- **EXERCISE BRIEF**: Revise the rows from the line containing "You are given this image. Your task is to detect suit" through the line containing "[305,103,346,163]" so that "suit jacket lapel" becomes "coat lapel", and leave everything else untouched.

--- Start of MATERIAL FOR THIS TASK ---

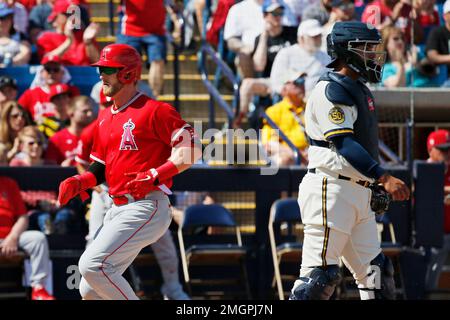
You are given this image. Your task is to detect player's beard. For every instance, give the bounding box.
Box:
[102,82,123,98]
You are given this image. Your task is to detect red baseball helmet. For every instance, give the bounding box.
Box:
[92,44,142,84]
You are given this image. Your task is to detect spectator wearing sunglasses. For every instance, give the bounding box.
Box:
[19,56,80,125]
[233,1,296,128]
[0,2,31,68]
[0,76,17,107]
[37,0,100,66]
[45,96,94,167]
[321,0,355,52]
[9,126,45,167]
[0,101,30,162]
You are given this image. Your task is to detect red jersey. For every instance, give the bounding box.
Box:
[0,177,27,239]
[122,0,166,37]
[18,86,80,123]
[37,31,97,66]
[91,93,190,196]
[444,166,450,233]
[75,114,103,165]
[45,128,80,166]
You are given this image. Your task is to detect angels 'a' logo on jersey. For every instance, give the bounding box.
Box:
[119,119,138,150]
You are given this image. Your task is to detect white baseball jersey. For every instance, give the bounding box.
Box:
[305,81,373,182]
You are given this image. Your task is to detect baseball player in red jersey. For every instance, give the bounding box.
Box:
[58,44,201,300]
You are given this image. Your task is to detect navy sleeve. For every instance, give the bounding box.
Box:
[330,134,386,180]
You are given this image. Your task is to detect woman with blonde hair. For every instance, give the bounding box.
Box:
[9,126,45,167]
[0,101,31,162]
[381,26,437,88]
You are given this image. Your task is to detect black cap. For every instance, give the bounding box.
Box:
[0,76,17,90]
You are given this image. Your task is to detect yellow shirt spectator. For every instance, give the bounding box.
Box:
[262,97,308,150]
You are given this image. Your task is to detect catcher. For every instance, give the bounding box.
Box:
[290,22,410,300]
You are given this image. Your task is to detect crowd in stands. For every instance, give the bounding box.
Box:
[0,0,450,298]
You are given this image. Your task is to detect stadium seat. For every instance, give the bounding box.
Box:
[178,204,251,299]
[376,213,406,299]
[0,251,29,299]
[269,198,302,300]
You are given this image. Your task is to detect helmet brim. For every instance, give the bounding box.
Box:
[91,61,126,68]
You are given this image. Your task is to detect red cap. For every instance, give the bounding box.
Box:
[99,89,112,104]
[41,54,61,65]
[47,0,73,22]
[49,83,70,100]
[427,129,450,150]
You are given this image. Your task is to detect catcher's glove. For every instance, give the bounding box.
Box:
[369,184,392,214]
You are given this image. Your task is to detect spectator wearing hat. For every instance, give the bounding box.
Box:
[37,0,100,66]
[302,0,333,26]
[270,19,330,97]
[426,0,450,87]
[0,2,31,68]
[381,26,437,88]
[45,96,94,167]
[261,71,308,166]
[39,83,72,138]
[233,1,296,128]
[0,76,17,106]
[0,177,55,300]
[223,0,264,79]
[322,0,355,52]
[117,0,171,97]
[19,56,80,125]
[426,130,450,290]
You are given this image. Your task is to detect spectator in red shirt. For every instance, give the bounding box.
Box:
[117,0,167,97]
[37,0,100,66]
[413,0,440,43]
[9,126,45,167]
[19,56,80,125]
[0,177,55,300]
[45,96,94,167]
[39,83,72,138]
[0,101,31,162]
[426,130,450,290]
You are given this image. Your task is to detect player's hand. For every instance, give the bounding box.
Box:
[379,174,410,201]
[0,237,18,257]
[125,169,158,198]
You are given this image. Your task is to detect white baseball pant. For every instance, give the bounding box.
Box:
[78,191,172,300]
[298,174,381,298]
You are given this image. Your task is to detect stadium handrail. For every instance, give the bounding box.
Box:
[198,42,239,128]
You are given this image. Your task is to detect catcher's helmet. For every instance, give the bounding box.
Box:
[327,21,386,83]
[92,44,142,84]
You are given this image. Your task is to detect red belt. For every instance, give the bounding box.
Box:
[109,195,145,206]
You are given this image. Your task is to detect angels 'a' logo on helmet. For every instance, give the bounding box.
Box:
[119,119,138,150]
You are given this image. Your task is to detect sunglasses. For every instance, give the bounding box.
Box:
[98,67,119,76]
[27,141,42,147]
[9,113,24,119]
[270,10,284,17]
[44,66,61,73]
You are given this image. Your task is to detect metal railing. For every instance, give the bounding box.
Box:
[198,43,239,128]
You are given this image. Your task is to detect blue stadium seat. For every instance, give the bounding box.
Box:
[269,198,302,300]
[178,204,251,299]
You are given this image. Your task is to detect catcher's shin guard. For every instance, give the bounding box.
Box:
[289,265,342,300]
[358,252,395,300]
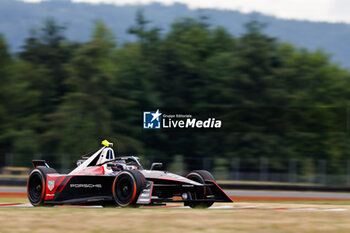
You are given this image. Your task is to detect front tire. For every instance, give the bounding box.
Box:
[184,170,215,209]
[112,170,146,207]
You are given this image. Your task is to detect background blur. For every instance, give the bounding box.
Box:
[0,0,350,185]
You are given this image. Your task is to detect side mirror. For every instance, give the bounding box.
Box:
[150,163,163,170]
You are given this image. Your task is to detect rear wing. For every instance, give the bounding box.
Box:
[32,160,50,168]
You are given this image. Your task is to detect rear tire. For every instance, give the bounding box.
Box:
[112,170,146,207]
[184,170,215,208]
[27,167,57,206]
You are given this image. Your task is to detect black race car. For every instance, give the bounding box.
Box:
[27,140,232,208]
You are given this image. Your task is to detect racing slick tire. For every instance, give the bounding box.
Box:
[27,166,57,207]
[112,170,146,207]
[184,170,215,208]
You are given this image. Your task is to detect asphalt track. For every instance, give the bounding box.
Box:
[0,203,350,212]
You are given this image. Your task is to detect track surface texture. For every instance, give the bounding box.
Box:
[0,203,350,233]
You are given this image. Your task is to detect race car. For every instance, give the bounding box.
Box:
[27,140,232,208]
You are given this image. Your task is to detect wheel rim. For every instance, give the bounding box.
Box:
[115,174,135,205]
[28,173,43,203]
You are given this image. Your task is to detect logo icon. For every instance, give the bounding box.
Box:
[47,180,55,191]
[143,109,162,129]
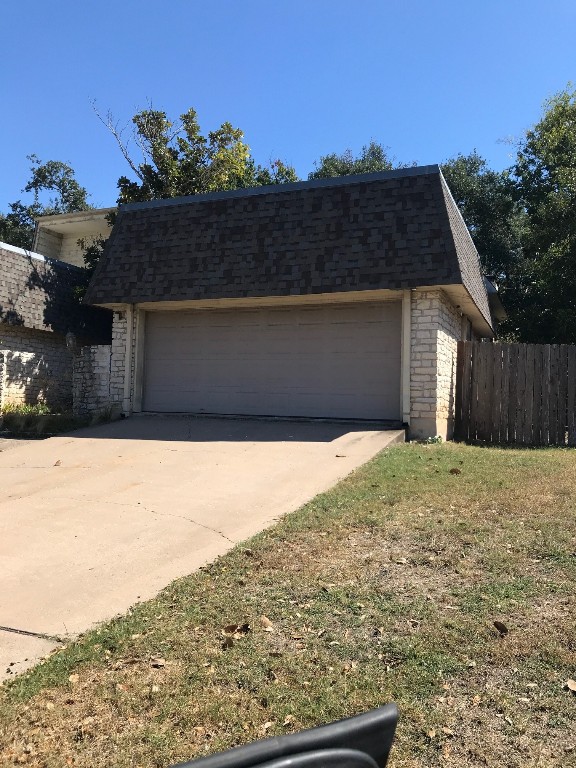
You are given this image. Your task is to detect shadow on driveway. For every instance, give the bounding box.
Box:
[72,413,401,443]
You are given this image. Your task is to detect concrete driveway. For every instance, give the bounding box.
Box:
[0,415,404,679]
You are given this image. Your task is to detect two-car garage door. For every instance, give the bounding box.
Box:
[143,302,401,419]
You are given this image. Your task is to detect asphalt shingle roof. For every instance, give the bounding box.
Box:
[86,165,491,325]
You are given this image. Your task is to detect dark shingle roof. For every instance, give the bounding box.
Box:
[86,165,491,325]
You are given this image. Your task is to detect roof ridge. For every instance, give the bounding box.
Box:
[118,164,440,214]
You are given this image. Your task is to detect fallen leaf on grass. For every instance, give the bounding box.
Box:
[494,620,508,637]
[260,616,274,632]
[222,623,250,640]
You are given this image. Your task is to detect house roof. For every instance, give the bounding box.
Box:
[86,165,492,330]
[0,243,111,344]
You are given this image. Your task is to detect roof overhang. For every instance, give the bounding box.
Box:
[88,285,494,338]
[36,208,116,237]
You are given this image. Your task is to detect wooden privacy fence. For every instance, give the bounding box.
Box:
[455,341,576,446]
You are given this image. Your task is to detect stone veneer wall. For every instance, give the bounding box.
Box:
[410,290,461,439]
[74,311,136,417]
[0,324,73,409]
[72,344,112,416]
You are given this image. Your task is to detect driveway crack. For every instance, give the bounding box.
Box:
[0,626,66,645]
[139,504,238,544]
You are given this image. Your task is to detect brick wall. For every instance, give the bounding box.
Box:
[0,325,72,409]
[73,311,136,416]
[410,290,461,439]
[72,344,112,416]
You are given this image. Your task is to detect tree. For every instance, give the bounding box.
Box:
[0,155,91,248]
[514,87,576,344]
[441,150,527,341]
[441,150,526,285]
[308,140,403,179]
[97,109,298,203]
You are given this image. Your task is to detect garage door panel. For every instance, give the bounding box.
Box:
[143,302,401,419]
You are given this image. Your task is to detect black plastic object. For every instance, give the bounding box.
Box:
[172,704,398,768]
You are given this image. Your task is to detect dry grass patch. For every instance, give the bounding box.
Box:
[0,445,576,768]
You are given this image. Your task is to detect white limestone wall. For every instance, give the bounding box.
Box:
[410,290,461,439]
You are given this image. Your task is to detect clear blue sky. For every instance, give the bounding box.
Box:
[0,0,576,212]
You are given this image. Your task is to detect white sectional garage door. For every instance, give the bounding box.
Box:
[143,302,401,419]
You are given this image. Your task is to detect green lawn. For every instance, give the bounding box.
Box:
[0,444,576,768]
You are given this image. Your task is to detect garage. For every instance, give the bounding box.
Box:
[142,301,401,420]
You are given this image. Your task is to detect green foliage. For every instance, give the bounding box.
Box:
[441,151,528,340]
[308,140,403,179]
[441,151,525,283]
[106,109,297,203]
[1,403,52,416]
[0,155,91,248]
[514,88,576,344]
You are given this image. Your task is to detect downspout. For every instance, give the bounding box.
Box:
[122,304,134,416]
[400,291,412,426]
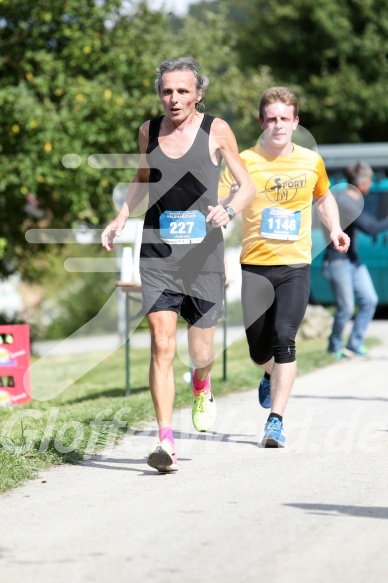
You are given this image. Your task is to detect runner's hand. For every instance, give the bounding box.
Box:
[101,215,127,251]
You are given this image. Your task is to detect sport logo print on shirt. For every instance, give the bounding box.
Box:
[265,174,306,204]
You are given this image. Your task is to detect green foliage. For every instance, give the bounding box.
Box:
[0,339,338,492]
[221,0,388,143]
[0,0,170,278]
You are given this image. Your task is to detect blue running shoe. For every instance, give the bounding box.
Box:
[261,417,286,447]
[258,377,271,409]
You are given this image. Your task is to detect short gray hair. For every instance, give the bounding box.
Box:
[346,162,373,186]
[155,57,209,105]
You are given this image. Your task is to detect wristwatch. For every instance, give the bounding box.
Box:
[225,206,236,221]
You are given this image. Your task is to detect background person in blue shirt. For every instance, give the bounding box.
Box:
[323,162,388,358]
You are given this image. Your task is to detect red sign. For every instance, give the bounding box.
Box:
[0,324,31,407]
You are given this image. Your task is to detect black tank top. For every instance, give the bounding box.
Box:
[140,114,224,272]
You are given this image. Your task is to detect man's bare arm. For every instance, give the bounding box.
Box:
[101,122,150,251]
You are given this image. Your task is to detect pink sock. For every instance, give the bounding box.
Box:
[159,427,175,444]
[193,369,211,397]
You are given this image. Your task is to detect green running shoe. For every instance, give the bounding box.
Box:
[192,391,217,431]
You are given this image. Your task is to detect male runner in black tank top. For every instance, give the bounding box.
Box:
[101,57,255,472]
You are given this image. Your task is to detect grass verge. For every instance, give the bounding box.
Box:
[0,339,373,492]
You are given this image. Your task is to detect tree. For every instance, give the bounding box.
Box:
[220,0,388,143]
[0,0,171,278]
[0,0,269,335]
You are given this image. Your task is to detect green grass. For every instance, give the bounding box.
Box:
[0,339,378,492]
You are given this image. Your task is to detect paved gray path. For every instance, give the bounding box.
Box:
[0,322,388,583]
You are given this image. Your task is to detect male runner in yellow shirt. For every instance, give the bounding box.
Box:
[219,87,350,447]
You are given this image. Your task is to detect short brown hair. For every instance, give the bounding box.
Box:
[259,87,299,119]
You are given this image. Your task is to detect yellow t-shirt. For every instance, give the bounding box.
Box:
[218,144,330,265]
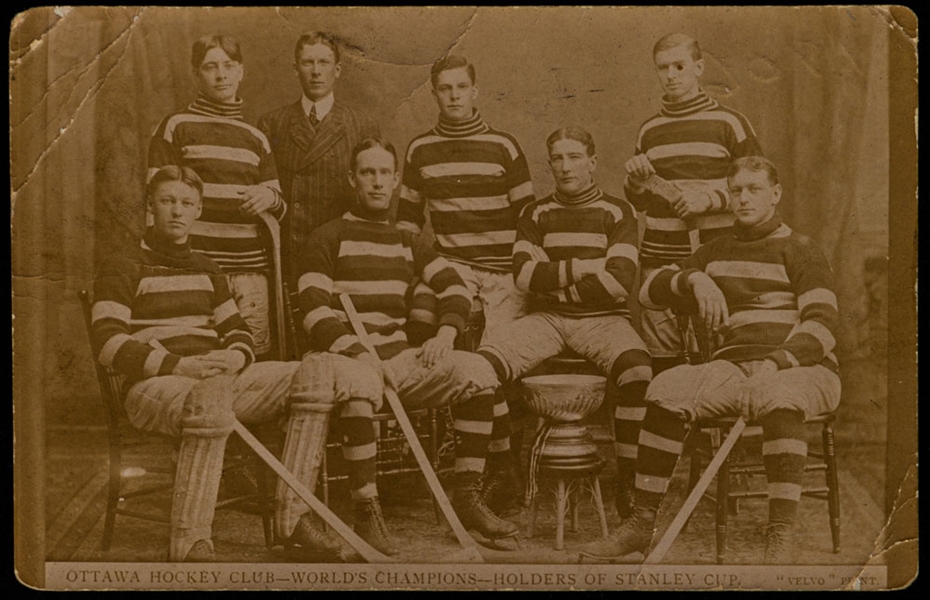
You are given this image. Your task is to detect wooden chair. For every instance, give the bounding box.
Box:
[78,290,274,551]
[677,310,840,564]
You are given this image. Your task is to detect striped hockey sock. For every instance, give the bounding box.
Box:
[452,392,495,475]
[634,405,685,512]
[338,400,378,500]
[488,392,512,465]
[759,409,807,525]
[610,350,652,482]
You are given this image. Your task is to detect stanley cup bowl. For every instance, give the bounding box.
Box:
[523,374,607,422]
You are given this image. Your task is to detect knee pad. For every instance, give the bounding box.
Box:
[453,351,501,392]
[332,354,387,411]
[181,375,236,433]
[275,402,334,538]
[610,350,652,387]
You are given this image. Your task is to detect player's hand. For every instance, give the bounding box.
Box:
[355,352,397,390]
[171,352,232,379]
[688,271,730,335]
[740,360,778,421]
[572,258,607,281]
[623,154,656,185]
[239,185,278,217]
[203,350,245,375]
[672,189,714,219]
[417,325,458,369]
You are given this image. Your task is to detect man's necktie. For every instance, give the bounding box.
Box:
[307,104,320,129]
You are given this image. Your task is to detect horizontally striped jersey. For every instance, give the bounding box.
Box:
[92,230,254,381]
[397,111,534,271]
[297,208,471,359]
[624,90,762,266]
[148,95,287,273]
[513,184,638,319]
[639,216,838,371]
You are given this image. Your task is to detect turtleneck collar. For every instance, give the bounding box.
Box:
[733,213,782,242]
[553,181,604,206]
[142,227,192,259]
[662,88,719,117]
[188,93,242,121]
[434,108,490,137]
[349,200,391,223]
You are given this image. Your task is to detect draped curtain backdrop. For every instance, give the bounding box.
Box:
[11,7,888,422]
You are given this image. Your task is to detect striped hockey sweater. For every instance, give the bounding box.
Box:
[148,95,286,273]
[92,230,254,381]
[640,216,838,371]
[297,208,471,359]
[513,184,638,319]
[624,90,762,267]
[397,111,534,271]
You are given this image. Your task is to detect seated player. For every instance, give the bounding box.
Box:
[298,138,517,546]
[478,127,652,506]
[584,157,840,564]
[92,165,381,562]
[148,35,287,360]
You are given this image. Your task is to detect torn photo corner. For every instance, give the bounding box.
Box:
[10,6,918,590]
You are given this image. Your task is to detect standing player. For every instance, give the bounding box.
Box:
[624,33,761,373]
[616,33,762,516]
[258,31,380,290]
[584,156,840,564]
[299,138,517,547]
[397,55,534,508]
[148,35,287,357]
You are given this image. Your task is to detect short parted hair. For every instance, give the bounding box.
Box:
[145,165,203,199]
[191,35,242,71]
[429,54,477,88]
[294,31,339,65]
[652,33,703,61]
[546,125,594,156]
[349,137,397,173]
[727,156,778,186]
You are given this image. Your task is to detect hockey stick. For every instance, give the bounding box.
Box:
[643,417,746,564]
[643,313,746,564]
[233,420,397,563]
[339,293,484,562]
[259,211,287,360]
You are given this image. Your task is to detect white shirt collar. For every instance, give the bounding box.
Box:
[300,92,335,121]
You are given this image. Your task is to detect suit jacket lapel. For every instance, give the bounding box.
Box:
[286,100,316,154]
[305,103,346,163]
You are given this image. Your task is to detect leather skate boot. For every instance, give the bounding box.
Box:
[763,523,794,565]
[581,510,655,560]
[452,473,519,540]
[280,515,342,562]
[353,496,400,556]
[481,463,523,517]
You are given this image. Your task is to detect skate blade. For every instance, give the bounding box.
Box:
[468,529,522,552]
[282,544,350,564]
[578,551,646,565]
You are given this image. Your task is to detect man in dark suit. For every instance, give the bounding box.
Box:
[258,31,380,290]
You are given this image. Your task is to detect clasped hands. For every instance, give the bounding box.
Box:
[624,154,714,219]
[239,185,278,217]
[171,350,245,379]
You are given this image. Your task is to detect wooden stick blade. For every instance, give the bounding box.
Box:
[233,421,397,563]
[643,417,746,564]
[339,293,484,562]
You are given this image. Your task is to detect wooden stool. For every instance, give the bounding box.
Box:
[526,456,610,550]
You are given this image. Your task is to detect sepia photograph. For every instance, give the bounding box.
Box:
[9,6,918,591]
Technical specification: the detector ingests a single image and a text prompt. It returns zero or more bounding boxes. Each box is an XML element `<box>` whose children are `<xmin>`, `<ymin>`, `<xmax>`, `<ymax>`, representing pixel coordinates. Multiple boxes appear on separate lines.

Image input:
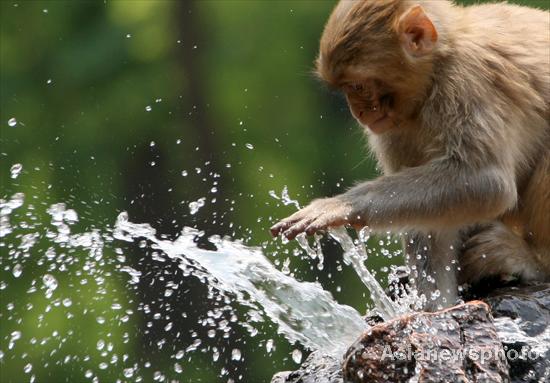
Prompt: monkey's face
<box><xmin>317</xmin><ymin>0</ymin><xmax>437</xmax><ymax>134</ymax></box>
<box><xmin>341</xmin><ymin>79</ymin><xmax>395</xmax><ymax>133</ymax></box>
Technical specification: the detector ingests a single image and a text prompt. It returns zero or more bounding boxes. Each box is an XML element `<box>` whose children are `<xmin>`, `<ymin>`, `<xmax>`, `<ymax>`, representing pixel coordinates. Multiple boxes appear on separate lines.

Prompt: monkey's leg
<box><xmin>521</xmin><ymin>153</ymin><xmax>550</xmax><ymax>279</ymax></box>
<box><xmin>404</xmin><ymin>230</ymin><xmax>461</xmax><ymax>311</ymax></box>
<box><xmin>459</xmin><ymin>221</ymin><xmax>545</xmax><ymax>284</ymax></box>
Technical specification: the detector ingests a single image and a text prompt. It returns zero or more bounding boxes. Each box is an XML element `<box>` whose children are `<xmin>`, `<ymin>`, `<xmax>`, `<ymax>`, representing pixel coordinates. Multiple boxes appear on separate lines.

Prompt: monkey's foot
<box><xmin>271</xmin><ymin>197</ymin><xmax>364</xmax><ymax>239</ymax></box>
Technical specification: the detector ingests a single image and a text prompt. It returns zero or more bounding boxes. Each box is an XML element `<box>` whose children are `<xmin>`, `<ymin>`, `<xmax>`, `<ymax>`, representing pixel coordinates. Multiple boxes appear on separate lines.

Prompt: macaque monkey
<box><xmin>271</xmin><ymin>0</ymin><xmax>550</xmax><ymax>309</ymax></box>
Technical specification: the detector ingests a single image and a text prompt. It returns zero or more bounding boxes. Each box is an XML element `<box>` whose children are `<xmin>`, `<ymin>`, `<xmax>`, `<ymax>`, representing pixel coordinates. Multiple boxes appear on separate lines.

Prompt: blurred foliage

--- End of MATERIAL FOR THIS TASK ---

- **RESULT OF THE EXERCISE**:
You are given this image. Your task is to detect coat lapel. For every instance, give the bounding box.
Box:
[286,100,316,154]
[305,103,346,163]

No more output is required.